* **WHAT TO PRODUCE**
From the line containing "Locate every instance of the chrome window" through the last line of the entries below, repeat each line word for word and leave out the rest.

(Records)
━━━━━━━━━━━━━━━━━━━━
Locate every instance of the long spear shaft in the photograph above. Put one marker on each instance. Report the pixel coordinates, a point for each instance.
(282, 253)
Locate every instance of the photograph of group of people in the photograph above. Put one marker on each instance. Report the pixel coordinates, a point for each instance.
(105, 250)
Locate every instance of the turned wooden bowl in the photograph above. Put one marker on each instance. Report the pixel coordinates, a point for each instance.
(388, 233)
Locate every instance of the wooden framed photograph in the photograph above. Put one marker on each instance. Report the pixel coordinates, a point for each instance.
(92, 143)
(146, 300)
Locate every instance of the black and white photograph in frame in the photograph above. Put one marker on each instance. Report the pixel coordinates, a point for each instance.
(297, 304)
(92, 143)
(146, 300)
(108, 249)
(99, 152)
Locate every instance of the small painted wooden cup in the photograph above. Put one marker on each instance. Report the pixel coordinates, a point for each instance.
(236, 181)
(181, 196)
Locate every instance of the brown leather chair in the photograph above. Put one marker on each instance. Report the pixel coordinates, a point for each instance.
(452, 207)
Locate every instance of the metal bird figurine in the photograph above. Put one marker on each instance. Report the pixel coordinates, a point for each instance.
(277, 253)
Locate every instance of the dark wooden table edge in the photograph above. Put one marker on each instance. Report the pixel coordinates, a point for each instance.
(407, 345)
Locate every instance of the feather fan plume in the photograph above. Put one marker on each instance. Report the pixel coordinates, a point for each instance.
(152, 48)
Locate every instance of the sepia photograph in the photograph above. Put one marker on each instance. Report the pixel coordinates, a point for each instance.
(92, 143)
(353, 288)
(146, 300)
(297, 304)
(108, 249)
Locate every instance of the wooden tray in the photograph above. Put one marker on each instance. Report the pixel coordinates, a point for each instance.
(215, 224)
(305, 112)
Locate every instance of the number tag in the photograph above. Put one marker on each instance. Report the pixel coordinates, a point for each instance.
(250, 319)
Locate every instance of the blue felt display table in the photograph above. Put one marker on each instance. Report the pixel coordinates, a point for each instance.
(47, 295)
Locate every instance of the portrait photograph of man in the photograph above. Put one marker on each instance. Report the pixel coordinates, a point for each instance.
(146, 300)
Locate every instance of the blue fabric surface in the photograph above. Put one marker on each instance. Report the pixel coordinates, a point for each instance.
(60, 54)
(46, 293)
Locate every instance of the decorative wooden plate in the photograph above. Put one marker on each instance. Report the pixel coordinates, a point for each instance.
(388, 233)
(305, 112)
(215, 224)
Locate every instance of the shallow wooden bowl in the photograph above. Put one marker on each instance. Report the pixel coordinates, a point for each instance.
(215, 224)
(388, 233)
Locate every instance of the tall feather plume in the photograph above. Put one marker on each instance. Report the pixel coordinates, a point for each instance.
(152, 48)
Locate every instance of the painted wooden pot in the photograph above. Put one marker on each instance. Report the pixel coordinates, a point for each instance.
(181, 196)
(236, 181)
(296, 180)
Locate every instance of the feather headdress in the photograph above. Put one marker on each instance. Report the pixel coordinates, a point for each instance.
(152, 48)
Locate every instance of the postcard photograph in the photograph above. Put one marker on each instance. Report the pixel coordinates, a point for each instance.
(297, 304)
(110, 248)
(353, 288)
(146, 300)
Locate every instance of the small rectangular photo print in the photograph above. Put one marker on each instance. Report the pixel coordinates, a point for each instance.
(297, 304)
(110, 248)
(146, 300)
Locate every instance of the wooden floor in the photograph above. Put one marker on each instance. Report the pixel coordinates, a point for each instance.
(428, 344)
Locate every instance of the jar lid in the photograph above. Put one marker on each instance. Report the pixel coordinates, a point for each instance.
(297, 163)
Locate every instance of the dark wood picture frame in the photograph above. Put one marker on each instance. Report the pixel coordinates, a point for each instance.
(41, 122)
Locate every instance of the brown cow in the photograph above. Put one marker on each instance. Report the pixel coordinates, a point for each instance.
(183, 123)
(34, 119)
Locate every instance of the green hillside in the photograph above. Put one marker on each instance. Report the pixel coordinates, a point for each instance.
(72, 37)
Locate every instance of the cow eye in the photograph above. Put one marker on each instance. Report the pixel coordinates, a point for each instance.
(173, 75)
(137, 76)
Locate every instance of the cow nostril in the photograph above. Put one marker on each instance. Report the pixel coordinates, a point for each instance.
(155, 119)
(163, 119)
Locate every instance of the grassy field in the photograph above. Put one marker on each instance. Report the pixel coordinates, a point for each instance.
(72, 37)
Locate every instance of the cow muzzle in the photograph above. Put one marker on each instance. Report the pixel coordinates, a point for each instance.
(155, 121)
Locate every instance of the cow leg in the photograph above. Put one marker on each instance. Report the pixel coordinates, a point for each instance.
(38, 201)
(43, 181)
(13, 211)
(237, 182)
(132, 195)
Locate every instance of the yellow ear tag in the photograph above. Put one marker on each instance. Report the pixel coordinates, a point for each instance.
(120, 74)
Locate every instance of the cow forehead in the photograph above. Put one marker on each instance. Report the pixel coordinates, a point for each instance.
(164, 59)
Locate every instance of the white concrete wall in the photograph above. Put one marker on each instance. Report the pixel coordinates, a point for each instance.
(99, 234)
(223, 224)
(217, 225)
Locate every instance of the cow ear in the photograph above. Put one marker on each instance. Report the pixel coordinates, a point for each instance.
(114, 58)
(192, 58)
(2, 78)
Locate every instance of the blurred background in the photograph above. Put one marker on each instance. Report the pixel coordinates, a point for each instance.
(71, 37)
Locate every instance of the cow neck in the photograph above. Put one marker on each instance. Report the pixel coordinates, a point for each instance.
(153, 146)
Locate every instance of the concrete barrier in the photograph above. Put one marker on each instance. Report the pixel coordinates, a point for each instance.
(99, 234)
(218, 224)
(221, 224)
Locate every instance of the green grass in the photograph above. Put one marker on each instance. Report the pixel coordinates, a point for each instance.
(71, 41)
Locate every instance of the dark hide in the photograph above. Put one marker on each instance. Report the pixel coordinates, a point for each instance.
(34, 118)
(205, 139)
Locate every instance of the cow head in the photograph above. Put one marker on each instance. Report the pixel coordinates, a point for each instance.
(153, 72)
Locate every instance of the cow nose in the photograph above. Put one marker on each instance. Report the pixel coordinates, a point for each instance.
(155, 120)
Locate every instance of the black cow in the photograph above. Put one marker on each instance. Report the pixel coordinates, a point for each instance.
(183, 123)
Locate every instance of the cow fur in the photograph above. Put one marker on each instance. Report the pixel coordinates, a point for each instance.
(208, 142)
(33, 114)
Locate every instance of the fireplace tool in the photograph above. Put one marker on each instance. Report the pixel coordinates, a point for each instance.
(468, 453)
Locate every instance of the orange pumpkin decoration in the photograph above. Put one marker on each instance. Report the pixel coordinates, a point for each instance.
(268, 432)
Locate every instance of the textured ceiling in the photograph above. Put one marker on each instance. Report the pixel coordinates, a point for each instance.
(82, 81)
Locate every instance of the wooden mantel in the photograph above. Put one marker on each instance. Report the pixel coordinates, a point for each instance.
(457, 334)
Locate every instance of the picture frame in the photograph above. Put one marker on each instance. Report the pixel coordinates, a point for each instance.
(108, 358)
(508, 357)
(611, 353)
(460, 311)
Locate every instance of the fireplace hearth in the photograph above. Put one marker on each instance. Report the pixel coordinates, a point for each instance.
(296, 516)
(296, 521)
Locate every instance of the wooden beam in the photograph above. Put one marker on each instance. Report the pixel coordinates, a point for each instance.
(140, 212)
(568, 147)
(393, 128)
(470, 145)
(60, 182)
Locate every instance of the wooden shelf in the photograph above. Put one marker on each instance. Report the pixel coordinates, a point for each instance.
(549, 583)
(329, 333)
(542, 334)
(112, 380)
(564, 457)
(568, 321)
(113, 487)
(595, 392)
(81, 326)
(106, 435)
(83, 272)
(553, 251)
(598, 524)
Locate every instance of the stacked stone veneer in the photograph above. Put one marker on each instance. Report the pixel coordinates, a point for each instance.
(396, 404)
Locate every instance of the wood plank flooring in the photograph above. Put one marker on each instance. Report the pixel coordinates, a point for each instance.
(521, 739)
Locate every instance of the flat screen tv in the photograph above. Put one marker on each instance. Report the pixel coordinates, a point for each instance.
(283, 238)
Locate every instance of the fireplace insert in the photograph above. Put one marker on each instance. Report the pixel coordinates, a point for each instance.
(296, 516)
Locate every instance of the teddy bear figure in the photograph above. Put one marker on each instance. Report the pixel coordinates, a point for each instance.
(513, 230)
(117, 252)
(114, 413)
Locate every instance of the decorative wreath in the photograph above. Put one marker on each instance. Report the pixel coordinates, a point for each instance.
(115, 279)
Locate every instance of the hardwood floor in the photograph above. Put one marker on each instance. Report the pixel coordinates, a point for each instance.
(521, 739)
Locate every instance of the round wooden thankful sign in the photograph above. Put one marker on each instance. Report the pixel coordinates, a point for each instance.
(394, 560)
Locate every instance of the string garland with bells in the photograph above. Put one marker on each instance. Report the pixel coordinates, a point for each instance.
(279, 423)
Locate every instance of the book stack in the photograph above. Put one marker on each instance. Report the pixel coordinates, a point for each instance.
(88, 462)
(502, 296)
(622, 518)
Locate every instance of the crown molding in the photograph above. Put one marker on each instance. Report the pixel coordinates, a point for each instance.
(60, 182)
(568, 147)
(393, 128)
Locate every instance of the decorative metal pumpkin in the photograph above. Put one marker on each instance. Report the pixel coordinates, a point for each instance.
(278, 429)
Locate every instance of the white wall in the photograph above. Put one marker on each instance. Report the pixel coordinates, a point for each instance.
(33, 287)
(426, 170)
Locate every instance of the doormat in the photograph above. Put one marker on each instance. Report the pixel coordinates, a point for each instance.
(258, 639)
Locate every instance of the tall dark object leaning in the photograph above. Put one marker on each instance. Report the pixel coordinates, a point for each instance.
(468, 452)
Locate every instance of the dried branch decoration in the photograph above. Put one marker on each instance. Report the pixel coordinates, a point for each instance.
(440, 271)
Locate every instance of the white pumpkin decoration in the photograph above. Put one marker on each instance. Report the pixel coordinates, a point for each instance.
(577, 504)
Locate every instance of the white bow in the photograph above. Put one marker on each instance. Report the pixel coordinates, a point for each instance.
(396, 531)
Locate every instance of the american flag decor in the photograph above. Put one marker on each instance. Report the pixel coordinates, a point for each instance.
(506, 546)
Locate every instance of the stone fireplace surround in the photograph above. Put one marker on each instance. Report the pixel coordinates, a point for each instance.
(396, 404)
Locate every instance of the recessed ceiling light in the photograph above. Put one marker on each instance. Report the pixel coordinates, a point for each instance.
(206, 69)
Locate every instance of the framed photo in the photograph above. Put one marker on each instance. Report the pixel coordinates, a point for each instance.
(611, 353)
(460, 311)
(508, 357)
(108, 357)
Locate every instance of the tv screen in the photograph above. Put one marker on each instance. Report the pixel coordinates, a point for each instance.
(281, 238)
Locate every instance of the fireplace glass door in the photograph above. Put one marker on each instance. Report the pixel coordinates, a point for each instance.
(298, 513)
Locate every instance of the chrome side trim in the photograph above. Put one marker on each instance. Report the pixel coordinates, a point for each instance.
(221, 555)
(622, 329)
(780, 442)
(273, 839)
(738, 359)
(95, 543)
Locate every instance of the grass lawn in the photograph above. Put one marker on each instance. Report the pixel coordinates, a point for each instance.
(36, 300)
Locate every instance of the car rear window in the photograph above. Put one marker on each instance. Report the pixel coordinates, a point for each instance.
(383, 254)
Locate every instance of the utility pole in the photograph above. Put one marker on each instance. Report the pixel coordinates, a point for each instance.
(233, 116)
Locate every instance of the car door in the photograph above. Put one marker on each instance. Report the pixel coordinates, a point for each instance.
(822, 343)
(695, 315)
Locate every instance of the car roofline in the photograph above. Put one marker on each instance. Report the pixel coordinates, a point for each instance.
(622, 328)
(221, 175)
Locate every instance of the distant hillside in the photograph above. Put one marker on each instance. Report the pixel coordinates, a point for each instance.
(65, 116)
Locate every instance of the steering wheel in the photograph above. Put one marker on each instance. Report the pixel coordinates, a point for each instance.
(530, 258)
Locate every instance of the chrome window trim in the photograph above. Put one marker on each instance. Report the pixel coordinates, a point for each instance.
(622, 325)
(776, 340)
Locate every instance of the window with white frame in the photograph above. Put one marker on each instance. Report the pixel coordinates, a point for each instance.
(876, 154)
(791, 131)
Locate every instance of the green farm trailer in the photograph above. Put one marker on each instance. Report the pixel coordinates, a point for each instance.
━━━━━━━━━━━━━━━━━━━━
* **REPLY TO THE TASK**
Locate every instance of the chrome window trim in the photograph above. Put one marker on each instance. Report the pixel coordinates, a point for each instance.
(622, 325)
(776, 340)
Locate every instance of the window with white frame in the photograph above. Put one marker on each instance. Report the pixel coordinates, a point for each instance.
(876, 154)
(791, 131)
Locate every instance of the green farm trailer in the photograph above. Put one marker on each instance. Report the pixel coordinates, a point for each instance.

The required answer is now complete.